TASK GOAL:
Please identify every line in the records below that contains the word "leaf", matching case exactly, and copy each of those lines in full.

STORED DATA:
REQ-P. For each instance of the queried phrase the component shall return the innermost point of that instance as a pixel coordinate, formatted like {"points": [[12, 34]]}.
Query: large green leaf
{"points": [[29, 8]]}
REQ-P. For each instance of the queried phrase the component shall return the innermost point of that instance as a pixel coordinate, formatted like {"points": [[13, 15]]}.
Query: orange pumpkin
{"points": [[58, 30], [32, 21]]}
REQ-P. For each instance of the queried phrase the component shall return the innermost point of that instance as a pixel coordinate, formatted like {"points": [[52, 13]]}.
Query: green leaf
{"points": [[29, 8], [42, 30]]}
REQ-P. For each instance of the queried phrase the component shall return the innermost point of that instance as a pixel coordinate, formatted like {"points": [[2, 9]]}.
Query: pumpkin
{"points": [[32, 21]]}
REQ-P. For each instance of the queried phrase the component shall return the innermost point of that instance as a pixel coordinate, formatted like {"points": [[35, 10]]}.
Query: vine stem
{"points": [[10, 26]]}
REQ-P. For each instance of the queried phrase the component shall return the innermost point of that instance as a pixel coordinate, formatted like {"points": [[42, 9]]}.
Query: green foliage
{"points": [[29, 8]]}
==
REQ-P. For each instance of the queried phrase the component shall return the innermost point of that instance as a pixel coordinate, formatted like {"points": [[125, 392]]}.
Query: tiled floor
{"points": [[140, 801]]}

OUTPUT:
Query: large green leaf
Query: green leaf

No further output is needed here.